## To do
Write out all of the data without omission, exactly as shown.

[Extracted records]

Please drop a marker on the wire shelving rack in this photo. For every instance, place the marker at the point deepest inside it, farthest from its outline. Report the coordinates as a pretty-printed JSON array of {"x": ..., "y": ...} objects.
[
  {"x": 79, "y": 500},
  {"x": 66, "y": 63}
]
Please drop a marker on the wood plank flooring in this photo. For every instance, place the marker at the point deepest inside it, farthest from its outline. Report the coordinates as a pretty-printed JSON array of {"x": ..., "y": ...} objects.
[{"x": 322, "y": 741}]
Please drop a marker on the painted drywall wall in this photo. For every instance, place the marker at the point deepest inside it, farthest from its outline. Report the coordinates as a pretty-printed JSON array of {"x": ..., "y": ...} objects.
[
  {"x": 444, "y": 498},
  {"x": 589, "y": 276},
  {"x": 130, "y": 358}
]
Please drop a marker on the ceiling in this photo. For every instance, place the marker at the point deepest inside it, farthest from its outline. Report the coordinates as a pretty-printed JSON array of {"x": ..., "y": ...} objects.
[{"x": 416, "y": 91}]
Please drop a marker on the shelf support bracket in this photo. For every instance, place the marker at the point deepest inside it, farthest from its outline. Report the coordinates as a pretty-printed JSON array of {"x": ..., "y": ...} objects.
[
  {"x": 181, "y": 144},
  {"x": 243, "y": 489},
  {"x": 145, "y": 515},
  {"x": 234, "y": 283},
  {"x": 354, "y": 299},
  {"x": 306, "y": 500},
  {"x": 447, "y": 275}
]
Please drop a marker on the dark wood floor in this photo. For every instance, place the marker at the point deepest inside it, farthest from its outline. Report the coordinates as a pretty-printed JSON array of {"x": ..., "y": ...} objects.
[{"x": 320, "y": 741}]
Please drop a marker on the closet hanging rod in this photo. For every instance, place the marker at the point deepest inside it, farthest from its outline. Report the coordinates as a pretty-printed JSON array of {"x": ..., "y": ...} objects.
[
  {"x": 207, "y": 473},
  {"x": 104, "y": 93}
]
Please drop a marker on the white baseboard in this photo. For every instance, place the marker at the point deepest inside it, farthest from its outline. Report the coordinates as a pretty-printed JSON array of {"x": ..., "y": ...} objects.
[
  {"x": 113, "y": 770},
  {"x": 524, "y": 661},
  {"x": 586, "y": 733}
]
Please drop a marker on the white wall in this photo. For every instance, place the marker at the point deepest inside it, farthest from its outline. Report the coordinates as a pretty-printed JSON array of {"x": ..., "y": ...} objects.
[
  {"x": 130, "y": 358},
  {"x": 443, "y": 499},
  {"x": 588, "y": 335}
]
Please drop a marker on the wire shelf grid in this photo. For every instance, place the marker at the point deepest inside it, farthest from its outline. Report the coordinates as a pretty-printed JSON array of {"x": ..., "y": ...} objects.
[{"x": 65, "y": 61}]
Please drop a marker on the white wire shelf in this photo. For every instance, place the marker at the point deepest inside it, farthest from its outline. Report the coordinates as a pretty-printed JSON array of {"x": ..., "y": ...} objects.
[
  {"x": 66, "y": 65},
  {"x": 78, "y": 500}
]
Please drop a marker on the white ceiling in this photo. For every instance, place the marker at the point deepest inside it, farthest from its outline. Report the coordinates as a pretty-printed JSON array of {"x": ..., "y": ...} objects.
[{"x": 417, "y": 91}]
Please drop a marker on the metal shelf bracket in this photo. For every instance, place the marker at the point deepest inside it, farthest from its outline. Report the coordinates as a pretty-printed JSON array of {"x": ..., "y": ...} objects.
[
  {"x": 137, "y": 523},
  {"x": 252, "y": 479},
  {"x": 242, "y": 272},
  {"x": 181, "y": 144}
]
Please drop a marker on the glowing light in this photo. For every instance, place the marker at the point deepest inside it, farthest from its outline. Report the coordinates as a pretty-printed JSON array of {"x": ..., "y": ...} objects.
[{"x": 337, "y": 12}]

## Answer to the problem
Please drop a marker on the wire shelving rack in this photo. For every instance, place the marker at the point deepest inside it, farthest from its outline. Report the coordinates as a pretty-printed JSON array of {"x": ..., "y": ...} objects.
[
  {"x": 79, "y": 500},
  {"x": 66, "y": 63}
]
Please drop a marker on the wood plank flooring in this photo. For every instance, place the marker at the point deepest inside it, farthest from its outline. Report the coordinates as a pretty-printed JSON array of {"x": ..., "y": ...} objects.
[{"x": 322, "y": 741}]
Please drop a marker on the painted drywall wall in this photo. For every instance, place the marker at the point deepest inside it, farthest from its outline. Report the coordinates as a pretty-printed JSON array of {"x": ..., "y": ...} objects.
[
  {"x": 444, "y": 498},
  {"x": 589, "y": 276},
  {"x": 130, "y": 358}
]
Please drop a marker on the ceiling in this photo. For every instance, place the marker at the point deepest inside it, farthest from its outline. Report the coordinates as a pretty-printed JSON array of {"x": ..., "y": ...} objects.
[{"x": 416, "y": 91}]
Please drop a marker on the shelf support bracket in this photo. For every instance, place the marker at the point deepest inside it, farthest from its outline. Report the coordinates as a pretty-printed JSON array of {"x": ..., "y": ...} objects.
[
  {"x": 181, "y": 144},
  {"x": 243, "y": 489},
  {"x": 145, "y": 515},
  {"x": 234, "y": 283},
  {"x": 354, "y": 299},
  {"x": 306, "y": 500},
  {"x": 447, "y": 275}
]
Please drop a marker on the dark wood floor in this photo. For every instance, place the marker at the point deepest inside it, farthest from its outline. Report the coordinates as a pretty-printed JSON array of {"x": ..., "y": ...} objects.
[{"x": 320, "y": 741}]
Please drop a marker on the closet hanging rod in this photo. For every instance, place the marker at the point deepest inside it, farthest from its outline. Report the coordinates as a pretty-printed JSON array of {"x": ..., "y": ...} objects.
[
  {"x": 207, "y": 473},
  {"x": 104, "y": 93}
]
Please drop a marker on the white baseboard in this photo. For every instance, place the marker at the point deepest inside it, farthest from its outline. Report the coordinates as a pretty-printed JSON array of {"x": ..., "y": ...} objects.
[
  {"x": 113, "y": 770},
  {"x": 524, "y": 661},
  {"x": 586, "y": 733}
]
Please drop a marker on the white wall in this photo. For every instance, place the marker at the point deepest inside it, farthest from its outline. Report the coordinates as a pretty-printed JSON array of {"x": ..., "y": ...} objects.
[
  {"x": 130, "y": 358},
  {"x": 443, "y": 499},
  {"x": 588, "y": 335}
]
Please drop a marker on the wire shelf grid in this photo. For every instance, place the marker at the point deepest inside it, farthest from its outline. Report the coordinates as a pretty-printed JSON array of {"x": ..., "y": ...} objects.
[{"x": 65, "y": 61}]
Please drop a marker on the white wire shelf in this photo. For every instance, place the marker at the point deepest inside it, farthest from its outline. Report the coordinates as a pretty-printed JSON array of {"x": ..., "y": ...} objects.
[
  {"x": 66, "y": 65},
  {"x": 78, "y": 500}
]
Please drop a marker on the white ceiling in this photo. For every instance, place the marker at the point deepest inside it, farthest from its outline. Report the coordinates as a pretty-printed JSON array of {"x": ..., "y": ...} objects.
[{"x": 417, "y": 91}]
Please drop a marker on the metal shelf bracket in this photo. For every instance, place the marker at the point deepest inside it, farthest from its outline. Report the coordinates as a pretty-printed JSON array of {"x": ..., "y": ...} objects.
[
  {"x": 137, "y": 523},
  {"x": 252, "y": 479},
  {"x": 242, "y": 272},
  {"x": 181, "y": 144}
]
Please drop a marker on the glowing light in this photo. For every instance, place the marker at the point deepest inside it, farthest from its outline. Report the coordinates as a pretty-printed JSON array of {"x": ..., "y": ...} objects.
[{"x": 337, "y": 12}]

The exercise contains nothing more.